## What the task asks
Repeat the lines from the one with "of the green" to the one with "x=331, y=642", switching "green grass" to "lawn grass" and leaving everything else the same.

[START OF Provided records]

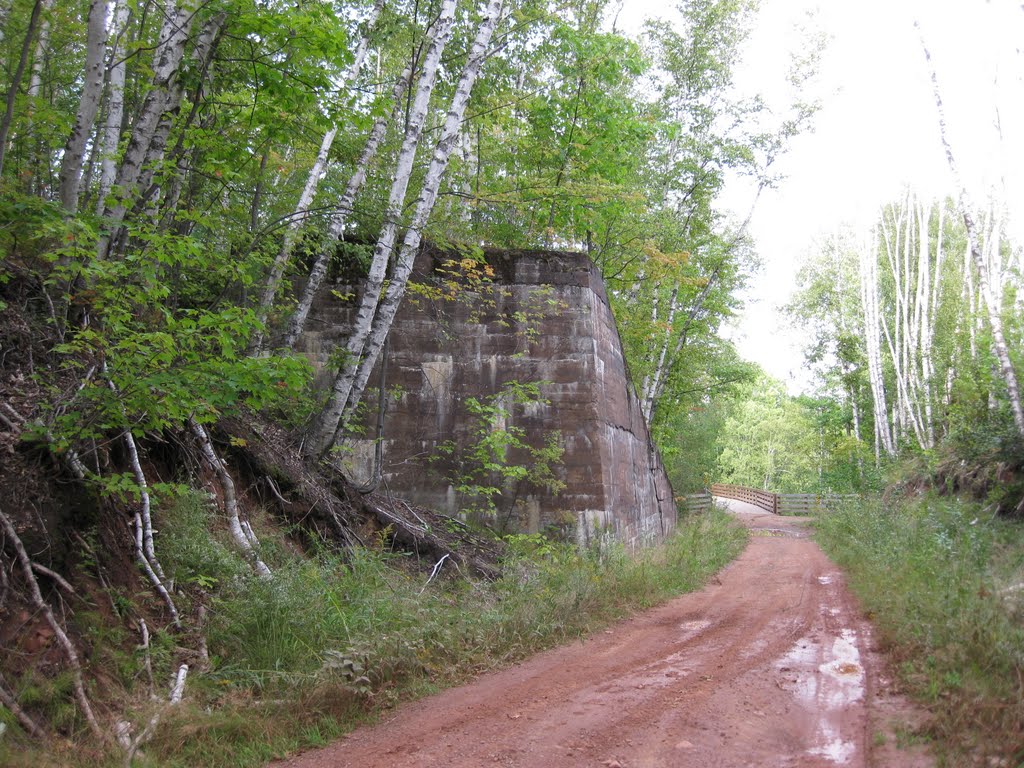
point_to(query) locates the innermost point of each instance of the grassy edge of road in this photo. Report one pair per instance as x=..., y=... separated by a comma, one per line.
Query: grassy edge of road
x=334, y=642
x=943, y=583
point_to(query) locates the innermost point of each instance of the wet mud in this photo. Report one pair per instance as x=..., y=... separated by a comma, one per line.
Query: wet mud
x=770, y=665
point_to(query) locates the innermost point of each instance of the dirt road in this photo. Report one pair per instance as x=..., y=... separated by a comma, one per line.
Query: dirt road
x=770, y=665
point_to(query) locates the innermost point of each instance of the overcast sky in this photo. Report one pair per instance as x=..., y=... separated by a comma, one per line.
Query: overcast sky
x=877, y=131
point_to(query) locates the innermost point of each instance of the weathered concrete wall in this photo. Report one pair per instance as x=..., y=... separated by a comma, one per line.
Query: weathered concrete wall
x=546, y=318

[END OF Provided records]
[START OF Provided records]

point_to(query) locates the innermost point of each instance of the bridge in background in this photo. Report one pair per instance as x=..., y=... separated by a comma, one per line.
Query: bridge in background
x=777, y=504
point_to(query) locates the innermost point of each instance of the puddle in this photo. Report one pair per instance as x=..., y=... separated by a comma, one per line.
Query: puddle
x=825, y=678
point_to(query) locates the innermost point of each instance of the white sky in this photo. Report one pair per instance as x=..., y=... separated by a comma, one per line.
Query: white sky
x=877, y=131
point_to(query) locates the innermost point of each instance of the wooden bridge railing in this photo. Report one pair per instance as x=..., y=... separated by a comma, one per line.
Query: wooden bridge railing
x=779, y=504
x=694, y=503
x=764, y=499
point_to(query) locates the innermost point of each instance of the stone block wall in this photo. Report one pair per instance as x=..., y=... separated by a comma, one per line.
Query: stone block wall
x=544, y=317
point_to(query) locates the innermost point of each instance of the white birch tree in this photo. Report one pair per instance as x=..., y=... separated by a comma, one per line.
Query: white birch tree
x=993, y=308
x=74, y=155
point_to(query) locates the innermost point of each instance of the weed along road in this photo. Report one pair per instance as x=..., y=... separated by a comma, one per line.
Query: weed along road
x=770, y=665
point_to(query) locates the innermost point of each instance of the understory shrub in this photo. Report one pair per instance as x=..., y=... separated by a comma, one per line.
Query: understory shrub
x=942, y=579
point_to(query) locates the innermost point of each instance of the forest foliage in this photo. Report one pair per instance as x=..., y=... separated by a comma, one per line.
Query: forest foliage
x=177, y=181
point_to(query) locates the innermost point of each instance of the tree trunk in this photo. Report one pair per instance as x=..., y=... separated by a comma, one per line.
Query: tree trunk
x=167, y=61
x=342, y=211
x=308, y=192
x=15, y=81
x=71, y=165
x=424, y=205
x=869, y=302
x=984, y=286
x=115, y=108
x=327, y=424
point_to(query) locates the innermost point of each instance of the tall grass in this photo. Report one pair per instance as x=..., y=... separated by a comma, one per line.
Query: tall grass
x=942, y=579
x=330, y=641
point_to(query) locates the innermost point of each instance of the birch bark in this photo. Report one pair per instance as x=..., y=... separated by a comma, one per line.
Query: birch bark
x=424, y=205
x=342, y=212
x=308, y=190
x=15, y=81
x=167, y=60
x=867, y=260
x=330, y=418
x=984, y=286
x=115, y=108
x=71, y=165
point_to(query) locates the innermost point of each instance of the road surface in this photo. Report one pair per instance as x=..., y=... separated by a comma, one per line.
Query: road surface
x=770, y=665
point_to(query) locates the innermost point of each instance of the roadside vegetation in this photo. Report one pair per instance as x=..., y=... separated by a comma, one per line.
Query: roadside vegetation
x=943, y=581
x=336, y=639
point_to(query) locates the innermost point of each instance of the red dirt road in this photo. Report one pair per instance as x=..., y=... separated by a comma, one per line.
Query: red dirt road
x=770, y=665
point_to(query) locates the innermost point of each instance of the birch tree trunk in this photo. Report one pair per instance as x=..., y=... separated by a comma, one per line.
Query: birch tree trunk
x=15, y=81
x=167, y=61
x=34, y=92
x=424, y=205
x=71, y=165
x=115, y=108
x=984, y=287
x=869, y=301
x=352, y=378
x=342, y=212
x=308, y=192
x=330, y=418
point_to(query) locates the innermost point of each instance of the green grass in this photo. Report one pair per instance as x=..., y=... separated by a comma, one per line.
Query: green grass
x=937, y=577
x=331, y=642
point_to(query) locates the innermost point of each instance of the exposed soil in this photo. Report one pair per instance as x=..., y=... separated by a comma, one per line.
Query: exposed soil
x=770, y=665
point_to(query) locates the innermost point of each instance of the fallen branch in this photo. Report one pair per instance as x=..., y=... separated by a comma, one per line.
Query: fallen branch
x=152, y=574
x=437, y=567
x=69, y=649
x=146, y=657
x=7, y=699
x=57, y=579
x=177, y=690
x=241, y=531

[END OF Provided records]

## The response
point_to(query) locates the innermost point of each instance of the lawn grass in this photo. Report one pair per instance as x=..., y=... separated by a comma, one per line.
Query: lawn grass
x=937, y=577
x=331, y=642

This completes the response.